Type out the entries again, keeping every word unchanged.

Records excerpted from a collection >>
──────────────────────────────

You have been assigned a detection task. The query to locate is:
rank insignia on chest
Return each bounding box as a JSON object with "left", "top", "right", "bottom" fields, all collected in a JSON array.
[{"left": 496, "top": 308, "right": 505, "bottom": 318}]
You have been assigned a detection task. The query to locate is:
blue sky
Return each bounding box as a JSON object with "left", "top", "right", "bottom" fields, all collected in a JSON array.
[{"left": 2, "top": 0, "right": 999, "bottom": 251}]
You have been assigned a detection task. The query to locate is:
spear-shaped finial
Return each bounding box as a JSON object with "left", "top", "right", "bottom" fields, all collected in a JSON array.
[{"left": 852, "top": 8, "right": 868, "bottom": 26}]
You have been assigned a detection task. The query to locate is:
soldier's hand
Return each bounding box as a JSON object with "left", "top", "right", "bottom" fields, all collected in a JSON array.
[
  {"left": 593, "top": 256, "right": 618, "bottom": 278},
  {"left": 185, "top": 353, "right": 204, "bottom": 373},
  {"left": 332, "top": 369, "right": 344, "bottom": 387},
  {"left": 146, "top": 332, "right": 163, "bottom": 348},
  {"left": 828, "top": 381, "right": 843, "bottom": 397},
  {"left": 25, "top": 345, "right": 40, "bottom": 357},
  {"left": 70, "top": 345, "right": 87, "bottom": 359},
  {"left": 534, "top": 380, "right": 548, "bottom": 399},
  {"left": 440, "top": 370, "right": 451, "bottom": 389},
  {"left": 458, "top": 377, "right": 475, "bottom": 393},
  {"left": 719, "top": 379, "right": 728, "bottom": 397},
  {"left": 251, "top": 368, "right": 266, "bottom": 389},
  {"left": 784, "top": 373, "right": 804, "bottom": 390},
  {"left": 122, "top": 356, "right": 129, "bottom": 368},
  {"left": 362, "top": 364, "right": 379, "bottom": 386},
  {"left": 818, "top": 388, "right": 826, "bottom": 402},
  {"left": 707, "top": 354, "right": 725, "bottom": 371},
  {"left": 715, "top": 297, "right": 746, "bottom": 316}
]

──────────────────────────────

ANSWER BELOW >>
You have been assigned a detection task. The query to locate is:
rank insignia on chest
Return each bounding box as a JSON object with "left", "top", "right", "bottom" fields, all collected in a JSON array.
[{"left": 496, "top": 308, "right": 505, "bottom": 318}]
You have been assigned a detection task. The query to locate is:
blue sky
Return each bounding box as a JSON object with "left", "top", "right", "bottom" fields, all collected in a JSON array.
[{"left": 2, "top": 0, "right": 999, "bottom": 251}]
You have been assigned a detection task. The query to locate is:
spear-shaped finial
Return each bounding box as a JSON object with "left", "top", "right", "bottom" fields, all collected in a JSON array.
[{"left": 852, "top": 8, "right": 868, "bottom": 26}]
You have been assigned a detection task. The query to locate is:
soldier's hand
Return each bounding box as a JSON object with "left", "top", "right", "bottom" fields, all collected in a JSON array.
[
  {"left": 593, "top": 256, "right": 618, "bottom": 278},
  {"left": 185, "top": 353, "right": 204, "bottom": 373},
  {"left": 332, "top": 369, "right": 344, "bottom": 387},
  {"left": 146, "top": 332, "right": 163, "bottom": 348},
  {"left": 828, "top": 381, "right": 843, "bottom": 397},
  {"left": 25, "top": 345, "right": 40, "bottom": 357},
  {"left": 70, "top": 345, "right": 87, "bottom": 359},
  {"left": 534, "top": 380, "right": 548, "bottom": 399},
  {"left": 440, "top": 370, "right": 451, "bottom": 389},
  {"left": 458, "top": 377, "right": 475, "bottom": 393},
  {"left": 719, "top": 379, "right": 728, "bottom": 397},
  {"left": 251, "top": 368, "right": 266, "bottom": 389},
  {"left": 784, "top": 373, "right": 804, "bottom": 390},
  {"left": 122, "top": 356, "right": 129, "bottom": 368},
  {"left": 362, "top": 364, "right": 379, "bottom": 386},
  {"left": 818, "top": 388, "right": 826, "bottom": 402},
  {"left": 707, "top": 354, "right": 725, "bottom": 371},
  {"left": 715, "top": 297, "right": 746, "bottom": 316}
]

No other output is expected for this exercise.